**Da fare:**
A) Rispondi a queste domande sul testo della pagina:
(i) A quale coppia viene paragonata la sinergia iniziale tra chi scrive e Gianluca?
(ii) Di che cosa è una metafora, secondo il testo, il fatto di non poter mai procedere senza l'altro?
(iii) Che cosa possono sfruttare May e Cody in ciascun livello?
B) Ricopia per favore il passo del testo della pagina da "Questo avviene non" a "mondo e l'altro.".

**Testo della pagina:**
——

V: A proposito di collaborazione, all'inizio la sinergia tra me e Gianluca non era delle migliori, proprio come quella tra Cody e May. Nelle prime battute abbiamo dovuto trovare il giusto tempismo ed abbracciare completamente il dover aiutarsi costantemente a vicenda per poter proseguire. Non vi è infatti un solo attimo in cui è possibile procedere senza ricorrere alla partecipazione dell'altro, il che rende tutto una meravigliosa metafora della vita di coppia, un percorso che non prevede lupi solitari.
Questo avviene non solo perché la collaborazione è essenziale in ogni singolo puzzle, ma anche perché per ciascun livello May e Cody possono sfruttare poteri unici e spesso complementari che caratterizzano in maniera splendida la progressione tra un mondo e l'altro.

——

**Dati estratti:**
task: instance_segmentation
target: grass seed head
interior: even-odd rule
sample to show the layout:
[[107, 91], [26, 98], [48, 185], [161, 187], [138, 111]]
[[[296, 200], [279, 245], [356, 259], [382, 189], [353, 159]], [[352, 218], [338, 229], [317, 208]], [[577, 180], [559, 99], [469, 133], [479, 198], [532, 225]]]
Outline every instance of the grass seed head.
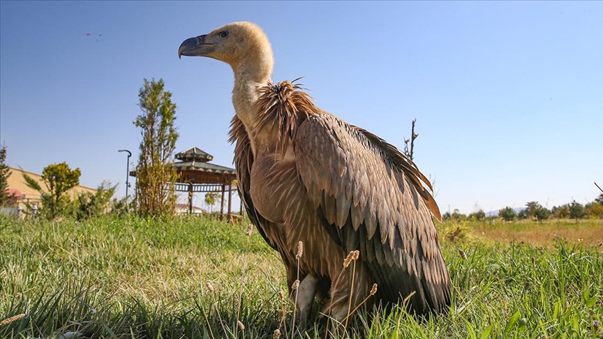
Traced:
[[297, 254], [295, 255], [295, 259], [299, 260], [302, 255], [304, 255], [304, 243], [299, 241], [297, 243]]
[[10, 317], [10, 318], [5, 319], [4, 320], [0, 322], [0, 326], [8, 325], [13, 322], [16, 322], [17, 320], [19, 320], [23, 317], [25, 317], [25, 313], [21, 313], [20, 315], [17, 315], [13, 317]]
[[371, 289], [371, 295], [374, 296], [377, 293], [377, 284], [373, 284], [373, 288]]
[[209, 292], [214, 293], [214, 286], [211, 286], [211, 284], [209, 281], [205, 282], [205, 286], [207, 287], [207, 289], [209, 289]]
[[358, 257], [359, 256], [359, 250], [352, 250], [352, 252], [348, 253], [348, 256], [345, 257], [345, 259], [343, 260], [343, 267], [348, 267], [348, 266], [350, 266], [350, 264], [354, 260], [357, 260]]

——

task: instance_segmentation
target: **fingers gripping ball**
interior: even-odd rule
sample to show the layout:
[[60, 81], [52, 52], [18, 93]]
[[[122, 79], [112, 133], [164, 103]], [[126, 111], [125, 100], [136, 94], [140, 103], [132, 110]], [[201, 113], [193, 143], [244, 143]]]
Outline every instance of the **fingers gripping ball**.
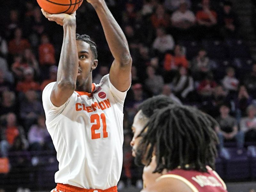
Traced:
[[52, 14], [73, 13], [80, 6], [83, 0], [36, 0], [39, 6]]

——

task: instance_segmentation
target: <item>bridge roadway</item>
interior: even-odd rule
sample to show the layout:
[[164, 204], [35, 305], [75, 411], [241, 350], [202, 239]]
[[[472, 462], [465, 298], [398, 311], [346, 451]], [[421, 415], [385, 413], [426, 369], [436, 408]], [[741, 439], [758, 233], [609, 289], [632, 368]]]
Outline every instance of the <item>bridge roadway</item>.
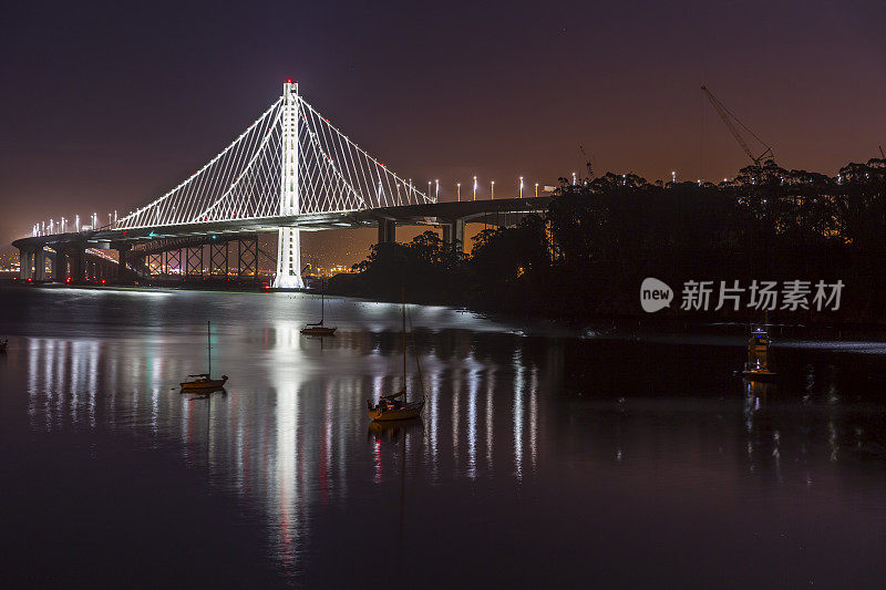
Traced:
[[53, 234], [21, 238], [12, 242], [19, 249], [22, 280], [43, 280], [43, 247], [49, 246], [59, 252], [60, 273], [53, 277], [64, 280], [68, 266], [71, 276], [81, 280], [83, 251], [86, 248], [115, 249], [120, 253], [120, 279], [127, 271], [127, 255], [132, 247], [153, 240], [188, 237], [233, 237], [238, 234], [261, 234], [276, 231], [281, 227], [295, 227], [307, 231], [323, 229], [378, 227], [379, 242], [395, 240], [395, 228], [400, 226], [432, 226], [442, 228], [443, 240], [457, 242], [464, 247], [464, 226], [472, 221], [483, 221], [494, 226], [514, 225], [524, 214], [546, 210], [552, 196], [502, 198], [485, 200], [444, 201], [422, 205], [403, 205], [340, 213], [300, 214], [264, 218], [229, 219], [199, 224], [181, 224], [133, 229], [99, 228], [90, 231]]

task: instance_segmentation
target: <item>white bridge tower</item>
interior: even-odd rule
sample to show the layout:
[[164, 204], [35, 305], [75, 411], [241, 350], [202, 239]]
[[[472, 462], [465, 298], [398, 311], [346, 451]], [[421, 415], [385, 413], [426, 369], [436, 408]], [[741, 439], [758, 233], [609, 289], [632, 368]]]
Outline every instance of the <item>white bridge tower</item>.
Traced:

——

**Soluzioni:**
A)
(i) A quella tra Cody e May.
(ii) Della vita di coppia.
(iii) Poteri unici e spesso complementari.

B)
Questo avviene non solo perché la collaborazione è essenziale in ogni singolo puzzle, ma anche perché per ciascun livello May e Cody possono sfruttare poteri unici e spesso complementari che caratterizzano in maniera splendida la progressione tra un mondo e l'altro.